:: Exercise ::
Among the entries below, find each line holding "tower" and return it.

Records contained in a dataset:
··········

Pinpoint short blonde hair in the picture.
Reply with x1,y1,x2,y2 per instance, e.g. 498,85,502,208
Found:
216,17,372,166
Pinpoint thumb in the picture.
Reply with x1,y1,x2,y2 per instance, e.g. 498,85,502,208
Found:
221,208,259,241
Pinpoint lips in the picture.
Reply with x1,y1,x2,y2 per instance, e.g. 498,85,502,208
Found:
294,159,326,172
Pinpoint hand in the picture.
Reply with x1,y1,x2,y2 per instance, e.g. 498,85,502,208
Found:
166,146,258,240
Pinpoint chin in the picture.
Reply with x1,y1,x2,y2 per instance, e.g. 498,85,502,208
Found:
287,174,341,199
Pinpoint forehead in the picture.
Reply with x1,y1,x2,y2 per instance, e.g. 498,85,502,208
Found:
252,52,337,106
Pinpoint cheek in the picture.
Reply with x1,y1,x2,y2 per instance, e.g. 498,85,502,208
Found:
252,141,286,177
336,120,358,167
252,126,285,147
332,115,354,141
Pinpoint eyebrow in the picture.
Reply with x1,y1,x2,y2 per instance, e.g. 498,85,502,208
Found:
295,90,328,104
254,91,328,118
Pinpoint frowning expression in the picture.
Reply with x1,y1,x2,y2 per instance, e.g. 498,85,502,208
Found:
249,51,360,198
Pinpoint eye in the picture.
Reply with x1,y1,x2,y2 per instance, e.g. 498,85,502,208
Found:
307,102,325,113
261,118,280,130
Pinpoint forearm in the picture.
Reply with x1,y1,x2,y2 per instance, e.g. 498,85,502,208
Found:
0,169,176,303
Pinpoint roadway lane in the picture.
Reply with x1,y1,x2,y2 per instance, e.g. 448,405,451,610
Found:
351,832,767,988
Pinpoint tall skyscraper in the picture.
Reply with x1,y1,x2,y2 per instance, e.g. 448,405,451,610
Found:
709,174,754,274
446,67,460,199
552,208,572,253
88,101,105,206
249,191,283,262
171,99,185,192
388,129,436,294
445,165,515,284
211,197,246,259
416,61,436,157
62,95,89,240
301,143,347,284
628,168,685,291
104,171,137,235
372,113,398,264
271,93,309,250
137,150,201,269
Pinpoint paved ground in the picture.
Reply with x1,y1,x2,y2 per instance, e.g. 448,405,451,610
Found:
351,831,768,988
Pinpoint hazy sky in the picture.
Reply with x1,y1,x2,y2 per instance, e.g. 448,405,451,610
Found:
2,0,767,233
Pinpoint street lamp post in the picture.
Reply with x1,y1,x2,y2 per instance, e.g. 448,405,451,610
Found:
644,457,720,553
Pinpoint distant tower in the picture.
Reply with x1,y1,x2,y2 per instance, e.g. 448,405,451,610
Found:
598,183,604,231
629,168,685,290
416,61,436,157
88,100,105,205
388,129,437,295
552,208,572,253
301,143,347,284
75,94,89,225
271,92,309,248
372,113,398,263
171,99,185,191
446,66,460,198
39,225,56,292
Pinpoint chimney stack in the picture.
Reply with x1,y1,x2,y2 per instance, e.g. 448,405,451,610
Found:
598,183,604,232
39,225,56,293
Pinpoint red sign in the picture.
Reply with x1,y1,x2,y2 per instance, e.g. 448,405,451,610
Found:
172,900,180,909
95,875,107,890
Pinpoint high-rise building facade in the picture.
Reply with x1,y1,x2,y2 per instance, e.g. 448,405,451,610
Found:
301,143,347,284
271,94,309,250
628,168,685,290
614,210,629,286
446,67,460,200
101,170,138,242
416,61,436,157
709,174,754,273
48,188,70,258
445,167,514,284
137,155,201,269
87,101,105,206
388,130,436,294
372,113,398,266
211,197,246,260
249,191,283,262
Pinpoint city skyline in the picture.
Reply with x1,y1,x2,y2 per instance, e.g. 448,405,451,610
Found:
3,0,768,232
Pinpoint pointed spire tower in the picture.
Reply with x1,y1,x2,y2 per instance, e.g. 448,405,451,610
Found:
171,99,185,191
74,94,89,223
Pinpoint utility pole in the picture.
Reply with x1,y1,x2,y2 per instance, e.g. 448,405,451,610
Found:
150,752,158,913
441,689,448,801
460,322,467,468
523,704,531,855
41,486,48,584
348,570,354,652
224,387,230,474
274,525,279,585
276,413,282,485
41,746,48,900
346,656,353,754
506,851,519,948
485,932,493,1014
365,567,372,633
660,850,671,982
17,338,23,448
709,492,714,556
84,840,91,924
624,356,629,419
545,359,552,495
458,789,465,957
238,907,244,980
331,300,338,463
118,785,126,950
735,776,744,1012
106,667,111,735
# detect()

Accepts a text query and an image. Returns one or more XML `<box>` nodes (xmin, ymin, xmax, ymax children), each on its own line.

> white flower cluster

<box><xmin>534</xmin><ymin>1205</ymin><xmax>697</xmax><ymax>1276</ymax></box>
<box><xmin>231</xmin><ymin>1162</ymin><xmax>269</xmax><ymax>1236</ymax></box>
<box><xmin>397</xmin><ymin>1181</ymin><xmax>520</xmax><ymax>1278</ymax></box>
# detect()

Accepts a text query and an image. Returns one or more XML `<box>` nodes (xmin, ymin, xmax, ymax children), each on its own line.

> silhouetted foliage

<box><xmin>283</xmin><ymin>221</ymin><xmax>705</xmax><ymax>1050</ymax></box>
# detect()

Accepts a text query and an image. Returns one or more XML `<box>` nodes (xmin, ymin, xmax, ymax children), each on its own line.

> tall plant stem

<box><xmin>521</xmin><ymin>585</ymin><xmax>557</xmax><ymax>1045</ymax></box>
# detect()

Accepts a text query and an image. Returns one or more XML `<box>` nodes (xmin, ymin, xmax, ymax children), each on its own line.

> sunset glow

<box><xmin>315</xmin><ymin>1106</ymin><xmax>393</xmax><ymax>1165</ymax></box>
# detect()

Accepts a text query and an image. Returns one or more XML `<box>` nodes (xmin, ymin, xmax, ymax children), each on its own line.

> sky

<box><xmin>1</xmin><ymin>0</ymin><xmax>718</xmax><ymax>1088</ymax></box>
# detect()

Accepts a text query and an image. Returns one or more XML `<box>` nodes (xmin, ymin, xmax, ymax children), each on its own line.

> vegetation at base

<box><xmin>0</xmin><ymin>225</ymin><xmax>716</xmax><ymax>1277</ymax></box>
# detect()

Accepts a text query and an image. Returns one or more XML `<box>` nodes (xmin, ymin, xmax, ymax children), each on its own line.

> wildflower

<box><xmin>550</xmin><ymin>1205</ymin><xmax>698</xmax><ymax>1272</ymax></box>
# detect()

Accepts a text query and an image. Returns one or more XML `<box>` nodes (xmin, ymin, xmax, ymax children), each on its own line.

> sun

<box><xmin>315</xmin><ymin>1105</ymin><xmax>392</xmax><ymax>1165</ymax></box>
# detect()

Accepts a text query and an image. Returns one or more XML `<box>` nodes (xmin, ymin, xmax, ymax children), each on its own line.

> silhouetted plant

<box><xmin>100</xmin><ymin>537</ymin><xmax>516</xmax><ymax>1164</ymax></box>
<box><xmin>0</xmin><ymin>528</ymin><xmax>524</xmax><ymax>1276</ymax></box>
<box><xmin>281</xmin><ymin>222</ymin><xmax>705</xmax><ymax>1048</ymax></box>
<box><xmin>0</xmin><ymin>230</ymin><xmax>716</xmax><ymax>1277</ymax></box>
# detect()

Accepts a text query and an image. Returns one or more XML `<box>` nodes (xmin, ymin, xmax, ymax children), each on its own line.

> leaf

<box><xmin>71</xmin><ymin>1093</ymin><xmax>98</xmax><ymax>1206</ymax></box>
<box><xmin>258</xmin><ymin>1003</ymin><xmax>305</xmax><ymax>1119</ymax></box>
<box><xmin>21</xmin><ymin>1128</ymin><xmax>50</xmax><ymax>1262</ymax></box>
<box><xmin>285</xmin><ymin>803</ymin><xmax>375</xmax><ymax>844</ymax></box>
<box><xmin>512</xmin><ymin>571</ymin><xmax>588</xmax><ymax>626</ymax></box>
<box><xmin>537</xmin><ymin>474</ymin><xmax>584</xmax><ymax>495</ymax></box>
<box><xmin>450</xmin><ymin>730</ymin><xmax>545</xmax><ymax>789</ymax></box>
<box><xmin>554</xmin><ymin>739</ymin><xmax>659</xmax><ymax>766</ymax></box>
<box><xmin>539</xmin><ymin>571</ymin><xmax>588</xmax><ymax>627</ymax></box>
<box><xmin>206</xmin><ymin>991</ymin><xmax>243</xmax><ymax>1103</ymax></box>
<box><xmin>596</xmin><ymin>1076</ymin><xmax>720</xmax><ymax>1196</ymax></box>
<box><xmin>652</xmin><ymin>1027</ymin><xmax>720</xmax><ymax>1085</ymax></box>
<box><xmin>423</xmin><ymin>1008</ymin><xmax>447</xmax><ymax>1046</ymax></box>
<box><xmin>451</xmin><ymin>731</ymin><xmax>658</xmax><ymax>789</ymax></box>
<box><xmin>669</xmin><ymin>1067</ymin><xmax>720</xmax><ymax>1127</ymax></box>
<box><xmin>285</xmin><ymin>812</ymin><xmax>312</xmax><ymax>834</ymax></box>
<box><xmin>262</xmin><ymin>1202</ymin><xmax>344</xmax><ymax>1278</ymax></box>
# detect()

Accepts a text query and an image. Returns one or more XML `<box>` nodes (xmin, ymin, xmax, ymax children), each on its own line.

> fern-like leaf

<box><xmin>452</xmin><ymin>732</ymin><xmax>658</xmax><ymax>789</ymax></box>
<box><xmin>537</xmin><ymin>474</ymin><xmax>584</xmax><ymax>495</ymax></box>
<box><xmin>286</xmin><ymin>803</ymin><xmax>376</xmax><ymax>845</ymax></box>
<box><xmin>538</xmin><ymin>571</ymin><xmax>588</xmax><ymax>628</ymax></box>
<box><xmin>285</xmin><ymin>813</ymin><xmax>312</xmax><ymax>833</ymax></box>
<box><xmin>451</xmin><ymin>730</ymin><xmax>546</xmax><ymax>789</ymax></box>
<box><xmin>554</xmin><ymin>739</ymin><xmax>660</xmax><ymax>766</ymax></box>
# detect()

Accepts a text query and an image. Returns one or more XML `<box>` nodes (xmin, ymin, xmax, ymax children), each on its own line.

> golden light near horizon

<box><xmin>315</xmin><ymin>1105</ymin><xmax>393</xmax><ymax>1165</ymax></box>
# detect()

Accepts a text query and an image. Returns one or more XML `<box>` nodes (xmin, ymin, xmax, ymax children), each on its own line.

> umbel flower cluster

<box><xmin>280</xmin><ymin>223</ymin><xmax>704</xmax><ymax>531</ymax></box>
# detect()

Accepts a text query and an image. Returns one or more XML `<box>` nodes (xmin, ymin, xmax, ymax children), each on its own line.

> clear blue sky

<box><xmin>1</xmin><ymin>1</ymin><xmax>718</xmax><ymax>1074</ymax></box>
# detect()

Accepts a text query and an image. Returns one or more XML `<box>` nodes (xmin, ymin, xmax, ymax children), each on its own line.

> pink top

··········

:: Result ::
Pinpoint distant tower in the picture.
Pinpoint pointed spire tower in the picture.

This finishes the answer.